**Activity 1**: In the passage on the NOP receptor, which NOP receptor agonist did not cause respiratory depression at doses larger than the antinociceptive dose?
**Activity 2**: Write what follows the last line of the passage on the NOP receptor.

**Text under study**:

"""

The nociceptin (NOP) receptor, also known as the orphanin FQ receptor, is the fourth member of the opioid receptor family. Although, as the name implies, the NOP receptor is known to play a role in regulating the biological response to noxious stimuli, its effectiveness as a potential treatment target for moderate to severe pain management is still to be determined. Nociceptin/orphanin FQ (N/OFQ), the endogenous peptide selective for the NOP receptor, has been shown to have actions similar to other opioid peptides at the cellular level. However, studies in mice have yielded disparate results, revealing that N/OFQ function as an analgesic can be either similar or opposite to that of other opiates depending on the location of the receptor within the central nervous system. Dr. Mei-Chuan Ko received a Fiscal Year 2006 Peer Reviewed Medical Research Program (PRMRP) Investigator-Initiated Research Award to investigate, in other animal models, whether NOP receptors can serve as potential analgesic targets without the severe side-effects observed with other opiates. He found that spinal administration of NOP receptor agonists produced antinociceptive effects comparable to those of other clinically used mu receptor opiates without eliciting secondary side-effects like itching or sedation in three different primate pain models. Furthermore, the withdrawal symptoms produced after cessation of chronicly administered NOP receptor agonists were significantly less severe than those observed with morphine. An additional important finding from this study was that the NOP receptor agonist Ro 64-6198 did not cause respiratory depression at doses larger than the antinociceptive dose. Altogether, these results suggest that the NOP receptor may be a promising target for the treatment of acute and chronic pain without the dangerous side effects commonly associated with opiate pharmacology.Publications:
Ko MC and Naughton NN. 2009. Antinociceptive effects of nociception/orphanin FQ administered intrathecally in monkeys. Journal of Pain 10:509-516.

"""

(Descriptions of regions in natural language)
"""

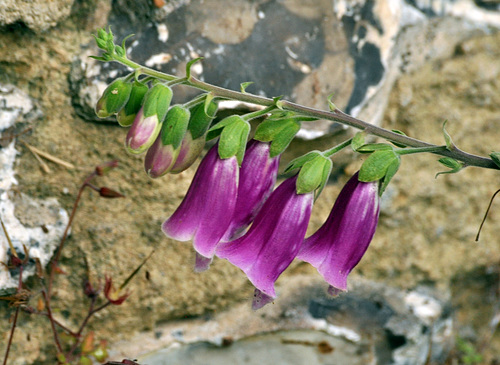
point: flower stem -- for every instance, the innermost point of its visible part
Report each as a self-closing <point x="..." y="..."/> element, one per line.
<point x="337" y="148"/>
<point x="335" y="115"/>
<point x="410" y="151"/>
<point x="258" y="113"/>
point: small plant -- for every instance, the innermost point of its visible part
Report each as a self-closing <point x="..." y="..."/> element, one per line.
<point x="79" y="346"/>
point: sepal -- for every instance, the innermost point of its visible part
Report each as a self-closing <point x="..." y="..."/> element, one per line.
<point x="113" y="98"/>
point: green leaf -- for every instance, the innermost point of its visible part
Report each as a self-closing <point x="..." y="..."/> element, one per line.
<point x="201" y="117"/>
<point x="175" y="126"/>
<point x="312" y="174"/>
<point x="447" y="138"/>
<point x="125" y="39"/>
<point x="451" y="163"/>
<point x="233" y="139"/>
<point x="400" y="145"/>
<point x="376" y="165"/>
<point x="157" y="101"/>
<point x="278" y="102"/>
<point x="391" y="171"/>
<point x="331" y="105"/>
<point x="300" y="161"/>
<point x="216" y="130"/>
<point x="495" y="156"/>
<point x="358" y="140"/>
<point x="282" y="140"/>
<point x="371" y="147"/>
<point x="244" y="85"/>
<point x="126" y="116"/>
<point x="189" y="65"/>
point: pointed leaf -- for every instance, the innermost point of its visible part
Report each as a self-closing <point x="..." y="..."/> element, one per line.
<point x="300" y="161"/>
<point x="398" y="144"/>
<point x="358" y="140"/>
<point x="376" y="165"/>
<point x="495" y="156"/>
<point x="371" y="147"/>
<point x="244" y="85"/>
<point x="447" y="138"/>
<point x="190" y="64"/>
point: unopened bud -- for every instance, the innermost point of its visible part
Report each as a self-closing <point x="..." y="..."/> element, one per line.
<point x="126" y="115"/>
<point x="109" y="193"/>
<point x="114" y="98"/>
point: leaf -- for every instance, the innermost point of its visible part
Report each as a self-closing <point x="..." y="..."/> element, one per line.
<point x="331" y="105"/>
<point x="244" y="85"/>
<point x="447" y="138"/>
<point x="189" y="65"/>
<point x="300" y="161"/>
<point x="371" y="147"/>
<point x="358" y="140"/>
<point x="495" y="156"/>
<point x="376" y="165"/>
<point x="281" y="141"/>
<point x="451" y="163"/>
<point x="400" y="145"/>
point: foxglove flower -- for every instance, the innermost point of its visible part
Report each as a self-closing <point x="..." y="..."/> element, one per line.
<point x="273" y="240"/>
<point x="159" y="158"/>
<point x="148" y="121"/>
<point x="206" y="211"/>
<point x="189" y="151"/>
<point x="142" y="133"/>
<point x="337" y="247"/>
<point x="258" y="174"/>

"""

**Written reply 1**: Ro 64-6198

**Written reply 2**:
Ko MC, Woods JH, Fantegrossi WE, Galuska CM, Wichmann J, and Prinssen EP. 2009. Behavioral effects of a synthetic agonist selective for nociception/orphanin FQ peptide receptors in monkeys. Neuropsychopharmacology 34:2088-2096.
Hu E, Calo G, Guerrini R, and Ko MC. 2010. Long-lasting antinociceptive spinal effects in primates of the novel nociception/orphanin FQ receptor agonist UFP-112. Pain 148:107-113.
Podlesnik CA, Ko MC, Winger G, Wichmann J, Prinssen EP, and Woods JH. 2011. The effects of nociception/orphanin FQ agonist Ro 64-6198 and diazepam on antinociception, remifentanil self-administration, and anxiolytic-like responding in rhesus monkeys. Psychopharmacology 213:53-60.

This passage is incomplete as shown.